══ DATA LISTING
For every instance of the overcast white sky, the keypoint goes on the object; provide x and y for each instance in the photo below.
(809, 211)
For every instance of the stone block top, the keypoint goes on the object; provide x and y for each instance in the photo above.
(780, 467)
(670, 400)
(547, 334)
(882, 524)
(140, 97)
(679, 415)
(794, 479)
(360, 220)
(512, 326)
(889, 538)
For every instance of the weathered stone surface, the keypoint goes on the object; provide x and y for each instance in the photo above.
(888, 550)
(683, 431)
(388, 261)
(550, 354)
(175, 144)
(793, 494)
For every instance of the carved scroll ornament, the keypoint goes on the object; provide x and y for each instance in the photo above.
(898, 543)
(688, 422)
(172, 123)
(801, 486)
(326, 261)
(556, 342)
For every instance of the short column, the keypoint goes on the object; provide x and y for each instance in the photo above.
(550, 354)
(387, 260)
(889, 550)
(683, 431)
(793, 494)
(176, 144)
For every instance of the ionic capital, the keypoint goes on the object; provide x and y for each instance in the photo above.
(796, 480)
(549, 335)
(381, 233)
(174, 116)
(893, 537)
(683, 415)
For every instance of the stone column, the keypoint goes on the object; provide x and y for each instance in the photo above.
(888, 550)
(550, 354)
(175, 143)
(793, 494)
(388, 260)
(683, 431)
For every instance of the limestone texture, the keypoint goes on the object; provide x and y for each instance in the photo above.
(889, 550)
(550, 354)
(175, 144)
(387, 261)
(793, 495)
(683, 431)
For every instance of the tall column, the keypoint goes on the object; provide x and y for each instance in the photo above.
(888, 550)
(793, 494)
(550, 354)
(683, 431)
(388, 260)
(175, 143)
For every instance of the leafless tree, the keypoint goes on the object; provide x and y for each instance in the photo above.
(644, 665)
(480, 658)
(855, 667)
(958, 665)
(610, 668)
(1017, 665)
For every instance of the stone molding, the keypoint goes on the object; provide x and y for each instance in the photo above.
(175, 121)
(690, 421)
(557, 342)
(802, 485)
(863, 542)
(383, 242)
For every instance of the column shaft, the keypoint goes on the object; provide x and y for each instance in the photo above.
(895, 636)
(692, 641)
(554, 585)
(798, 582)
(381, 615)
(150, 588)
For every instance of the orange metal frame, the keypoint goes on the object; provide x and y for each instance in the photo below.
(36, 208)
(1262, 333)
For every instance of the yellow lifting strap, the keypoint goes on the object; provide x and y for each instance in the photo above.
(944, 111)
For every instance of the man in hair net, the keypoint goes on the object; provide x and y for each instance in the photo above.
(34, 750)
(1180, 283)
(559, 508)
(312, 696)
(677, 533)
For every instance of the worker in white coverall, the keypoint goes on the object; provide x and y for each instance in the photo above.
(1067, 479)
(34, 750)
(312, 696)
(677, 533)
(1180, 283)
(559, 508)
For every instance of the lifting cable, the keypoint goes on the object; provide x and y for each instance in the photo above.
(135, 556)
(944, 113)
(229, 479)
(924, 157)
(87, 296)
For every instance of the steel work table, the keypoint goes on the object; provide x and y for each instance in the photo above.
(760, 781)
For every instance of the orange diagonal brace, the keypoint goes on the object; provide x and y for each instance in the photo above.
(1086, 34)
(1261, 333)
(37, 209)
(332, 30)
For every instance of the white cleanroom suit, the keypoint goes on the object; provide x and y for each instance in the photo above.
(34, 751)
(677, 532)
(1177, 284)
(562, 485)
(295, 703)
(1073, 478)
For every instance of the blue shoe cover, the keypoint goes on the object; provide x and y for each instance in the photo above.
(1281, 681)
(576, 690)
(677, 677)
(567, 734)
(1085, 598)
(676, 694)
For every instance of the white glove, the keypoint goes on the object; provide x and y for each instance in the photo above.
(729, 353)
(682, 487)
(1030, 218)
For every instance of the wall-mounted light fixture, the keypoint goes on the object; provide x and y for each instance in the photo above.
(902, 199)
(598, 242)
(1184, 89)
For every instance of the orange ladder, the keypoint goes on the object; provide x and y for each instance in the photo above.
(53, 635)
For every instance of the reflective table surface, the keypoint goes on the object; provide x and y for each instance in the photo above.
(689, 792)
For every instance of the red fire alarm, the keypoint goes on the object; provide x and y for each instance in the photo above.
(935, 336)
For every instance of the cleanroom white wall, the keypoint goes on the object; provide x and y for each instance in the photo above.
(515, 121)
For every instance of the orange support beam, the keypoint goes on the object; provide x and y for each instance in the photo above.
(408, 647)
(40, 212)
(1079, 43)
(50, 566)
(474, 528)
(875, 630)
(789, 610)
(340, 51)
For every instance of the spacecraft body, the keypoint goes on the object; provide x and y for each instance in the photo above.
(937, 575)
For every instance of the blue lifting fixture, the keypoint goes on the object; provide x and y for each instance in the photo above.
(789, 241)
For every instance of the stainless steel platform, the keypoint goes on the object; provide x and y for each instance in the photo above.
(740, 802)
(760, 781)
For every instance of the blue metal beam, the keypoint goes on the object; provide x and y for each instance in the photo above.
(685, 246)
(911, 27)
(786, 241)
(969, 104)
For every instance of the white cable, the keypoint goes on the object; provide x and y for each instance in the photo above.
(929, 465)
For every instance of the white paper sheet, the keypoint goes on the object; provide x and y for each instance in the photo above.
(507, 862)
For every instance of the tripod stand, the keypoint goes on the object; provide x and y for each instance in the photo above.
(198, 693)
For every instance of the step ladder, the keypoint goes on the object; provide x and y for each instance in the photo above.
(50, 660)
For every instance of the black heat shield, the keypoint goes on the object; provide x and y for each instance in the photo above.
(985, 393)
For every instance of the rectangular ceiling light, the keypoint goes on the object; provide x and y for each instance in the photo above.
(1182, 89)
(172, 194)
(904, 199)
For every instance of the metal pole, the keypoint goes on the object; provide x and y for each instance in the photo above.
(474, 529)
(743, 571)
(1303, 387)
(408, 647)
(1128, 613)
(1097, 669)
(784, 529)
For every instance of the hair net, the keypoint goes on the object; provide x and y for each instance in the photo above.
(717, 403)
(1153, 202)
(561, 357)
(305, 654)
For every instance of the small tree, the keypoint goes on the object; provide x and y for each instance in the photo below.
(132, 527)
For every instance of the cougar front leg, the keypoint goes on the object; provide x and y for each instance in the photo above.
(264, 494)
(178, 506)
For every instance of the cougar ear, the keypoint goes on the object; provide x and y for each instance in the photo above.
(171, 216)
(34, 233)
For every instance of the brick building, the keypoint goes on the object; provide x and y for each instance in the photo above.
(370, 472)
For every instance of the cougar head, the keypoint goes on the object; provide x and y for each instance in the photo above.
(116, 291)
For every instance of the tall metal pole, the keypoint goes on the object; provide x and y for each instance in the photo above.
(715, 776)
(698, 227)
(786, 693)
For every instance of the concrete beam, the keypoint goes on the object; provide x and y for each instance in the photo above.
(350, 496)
════
Can you present all of the data above as a Markdown table with two columns, Row for a running number and Line for the line itself, leaving out any blank lines?

### OUTPUT OF THE TASK
| Row | Line |
|---|---|
| 1 | For every instance of the overcast white sky, the keypoint goes on the object; provide x and y for each instance in the photo below. |
| 2 | (809, 211) |
| 3 | For every instance of the stone block top, the keypoint goes on the object; provide x and y for each instance in the photo above. |
| 4 | (780, 467) |
| 5 | (670, 400) |
| 6 | (547, 334) |
| 7 | (882, 524) |
| 8 | (140, 97) |
| 9 | (679, 415) |
| 10 | (794, 479) |
| 11 | (360, 220) |
| 12 | (512, 326) |
| 13 | (889, 538) |
| 14 | For every instance of the weathered stone surface, the keypoint goes on the object; provide x and y for each instance in the photo above. |
| 15 | (888, 550) |
| 16 | (683, 431) |
| 17 | (388, 261) |
| 18 | (550, 354) |
| 19 | (175, 144) |
| 20 | (793, 494) |
| 21 | For every instance of the carved scroll ornament, the keypoint goes on the object; provide x and y for each instance in the photo above. |
| 22 | (898, 543) |
| 23 | (688, 422) |
| 24 | (172, 123) |
| 25 | (801, 486) |
| 26 | (326, 261) |
| 27 | (556, 342) |
| 28 | For every instance of the short column, the keypoint goes on the object; provide x and y for each instance in the photo above. |
| 29 | (550, 354) |
| 30 | (387, 260) |
| 31 | (889, 550) |
| 32 | (683, 431) |
| 33 | (793, 494) |
| 34 | (176, 144) |
| 35 | For every instance of the ionic capital, the keypoint goes on the object; provide x and y for each instance in the photo above. |
| 36 | (796, 480) |
| 37 | (549, 335) |
| 38 | (381, 233) |
| 39 | (174, 116) |
| 40 | (893, 537) |
| 41 | (683, 415) |
| 42 | For every instance of the stone column, the keypoint goes on the object; provide x and y for each instance in the photo above. |
| 43 | (888, 550) |
| 44 | (550, 354) |
| 45 | (175, 143) |
| 46 | (793, 494) |
| 47 | (388, 260) |
| 48 | (683, 431) |
| 49 | For every instance of the limestone texture, the keypoint goes on the object; provide x and y for each instance in the photo above. |
| 50 | (889, 550) |
| 51 | (550, 354) |
| 52 | (175, 144) |
| 53 | (387, 261) |
| 54 | (793, 495) |
| 55 | (683, 431) |
| 56 | For every instance of the tall column, the keypoint goes on the object; provide x and y for each instance in the photo above. |
| 57 | (888, 550) |
| 58 | (793, 494) |
| 59 | (550, 354) |
| 60 | (683, 431) |
| 61 | (388, 260) |
| 62 | (175, 143) |
| 63 | For every instance of the leafless tree, the keypoint goes on the object; provide x and y for each instance in the photo above. |
| 64 | (644, 665) |
| 65 | (480, 658) |
| 66 | (855, 667) |
| 67 | (958, 665) |
| 68 | (610, 668) |
| 69 | (1017, 665) |
| 70 | For every instance of the stone molding, the keypoint goes on the object; provide x and y for each instance in the photo above. |
| 71 | (175, 121) |
| 72 | (690, 421) |
| 73 | (557, 342) |
| 74 | (802, 485) |
| 75 | (863, 542) |
| 76 | (383, 242) |
| 77 | For every instance of the column shaft, the keypoint goes on the object; provide x and y for each instance in the photo above. |
| 78 | (895, 636) |
| 79 | (692, 641) |
| 80 | (554, 585) |
| 81 | (798, 582) |
| 82 | (381, 615) |
| 83 | (150, 588) |
| 84 | For every instance of the orange metal frame, the keypoint goes on the object; provide x and y for each instance in the photo below. |
| 85 | (36, 208) |
| 86 | (1262, 333) |
| 87 | For every instance of the yellow lifting strap, the keypoint goes on the object; provide x and y for each instance in the photo above. |
| 88 | (944, 111) |
| 89 | For every instance of the man in hair net, the keypoint goes on the object; provide x and y for each instance in the photo above. |
| 90 | (34, 750) |
| 91 | (1180, 283) |
| 92 | (559, 508) |
| 93 | (312, 696) |
| 94 | (677, 533) |
| 95 | For every instance of the worker in white coverall, the keypoint goes on the object; provide x and y for each instance in the photo above. |
| 96 | (1067, 479) |
| 97 | (34, 750) |
| 98 | (312, 696) |
| 99 | (677, 533) |
| 100 | (1180, 283) |
| 101 | (559, 508) |
| 102 | For every instance of the lifting cable, the keypoint goes on the object; provide x and y for each instance in the photo above. |
| 103 | (135, 556) |
| 104 | (944, 113) |
| 105 | (229, 479) |
| 106 | (924, 157) |
| 107 | (87, 296) |
| 108 | For every instance of the steel work table, the keypoint goes on the object; provide x and y for each instance in the photo above. |
| 109 | (760, 781) |
| 110 | For every instance of the orange diagonal brace, the keypoint goes on the object; provide x and y for each instance in the photo above. |
| 111 | (1086, 34) |
| 112 | (1261, 333) |
| 113 | (37, 209) |
| 114 | (332, 30) |
| 115 | For every instance of the white cleanroom suit, the keypoint goes on the object; provide x and y for each instance in the photo above. |
| 116 | (34, 751) |
| 117 | (677, 532) |
| 118 | (1177, 284) |
| 119 | (562, 485) |
| 120 | (295, 703) |
| 121 | (1073, 478) |
| 122 | For every instance of the blue shoe cover, the keypoint goes on the object; provide x and y for each instance in the photo above. |
| 123 | (1281, 681) |
| 124 | (576, 690) |
| 125 | (677, 677) |
| 126 | (567, 734) |
| 127 | (1085, 598) |
| 128 | (676, 694) |
| 129 | For every instance of the white glove, the keypoint goes on the object; provide x and y for each instance in the photo above. |
| 130 | (729, 353) |
| 131 | (682, 487) |
| 132 | (1030, 218) |
| 133 | For every instance of the wall-mounted light fixture, the keypoint goes on the object; provide x and y for each instance in the photo above. |
| 134 | (902, 199) |
| 135 | (598, 242) |
| 136 | (1184, 89) |
| 137 | For every instance of the orange ladder, the keypoint goes on the object; provide x and y for each instance in the photo above. |
| 138 | (53, 635) |
| 139 | For every instance of the reflective table surface, the keypoint goes on the object; provide x and y for each instance in the photo above. |
| 140 | (689, 792) |
| 141 | For every instance of the red fire alarm, the keypoint goes on the object; provide x and y for each instance in the photo above. |
| 142 | (935, 336) |
| 143 | For every instance of the cleanroom white wall, the keypoint goes on the object; provide x and y for each instance in the photo above. |
| 144 | (515, 121) |
| 145 | For every instance of the orange support beam, the keypoint goes on the object; provide x and y for each instance in the photo above. |
| 146 | (408, 647) |
| 147 | (40, 212) |
| 148 | (1079, 43) |
| 149 | (50, 566) |
| 150 | (474, 528) |
| 151 | (875, 630) |
| 152 | (789, 610) |
| 153 | (340, 51) |
| 154 | For every instance of the spacecraft body, the keypoint goes on the object; provide x and y for each instance in the photo above. |
| 155 | (937, 575) |
| 156 | For every instance of the blue lifting fixture, the keypoint goes on the object; provide x and y for each instance in the photo above. |
| 157 | (789, 241) |
| 158 | For every instance of the stainless steel platform, the keypoint goes on the object; provide x and y for each instance in the photo above. |
| 159 | (740, 802) |
| 160 | (760, 781) |
| 161 | For every instance of the blue metal beam, the keypoint goes on the object; provide x and y for each instance in the photo above. |
| 162 | (685, 246) |
| 163 | (911, 27) |
| 164 | (786, 241) |
| 165 | (969, 104) |
| 166 | For every instance of the white cable, the keypoint goes on the object; provide x and y for each instance in the photo above. |
| 167 | (929, 465) |
| 168 | For every instance of the white paper sheet, the keypoint goes on the object; provide x and y for each instance in the photo above. |
| 169 | (507, 862) |
| 170 | For every instance of the tripod stand, the keypoint goes on the object; provide x and y for each instance in the photo above. |
| 171 | (198, 693) |
| 172 | For every instance of the step ladder, the keypoint goes on the object; provide x and y for each instance in the photo above. |
| 173 | (50, 660) |
| 174 | For every instance of the black heat shield, the keypoint goes on the object; provide x and y for each instance in the photo above. |
| 175 | (985, 393) |
| 176 | For every instance of the rectangular ceiling light, the keypoint goes on the object; provide x and y for each instance in the photo above. |
| 177 | (1182, 89) |
| 178 | (172, 194) |
| 179 | (904, 199) |
| 180 | For every instance of the metal pole, the keypoint goes on the object; provide x and y for each instance in the photo above. |
| 181 | (474, 529) |
| 182 | (743, 571) |
| 183 | (1303, 387) |
| 184 | (408, 647) |
| 185 | (1128, 613) |
| 186 | (1097, 669) |
| 187 | (784, 529) |
| 188 | For every instance of the hair net, the keypoint goes on the object; provide x and y for each instance in the photo above. |
| 189 | (717, 403) |
| 190 | (1153, 202) |
| 191 | (561, 357) |
| 192 | (305, 654) |
| 193 | For every instance of the small tree, the keypoint goes on the object; provide x and y for each instance in the photo below. |
| 194 | (132, 527) |
| 195 | For every instance of the cougar front leg, the keypoint goes on the object; provide x and y for each instance in the photo above. |
| 196 | (264, 494) |
| 197 | (178, 506) |
| 198 | For every instance of the cougar ear, the keypoint goes on the object; provide x and y for each instance in the photo above. |
| 199 | (171, 216) |
| 200 | (34, 233) |
| 201 | For every instance of the brick building, the keypoint goes on the object; provide x and y for each instance in the photo above. |
| 202 | (370, 472) |
| 203 | For every instance of the cougar head, the keypoint goes on the object; provide x and y for each instance in the photo above. |
| 204 | (116, 291) |
| 205 | For every instance of the tall metal pole, the keypoint goes on the object; provide x and y for each instance in the photo above. |
| 206 | (715, 776) |
| 207 | (698, 227) |
| 208 | (786, 693) |
| 209 | For every instance of the concrete beam, the keypoint goes on the object; provide x and y for each instance in the photo above. |
| 210 | (350, 496) |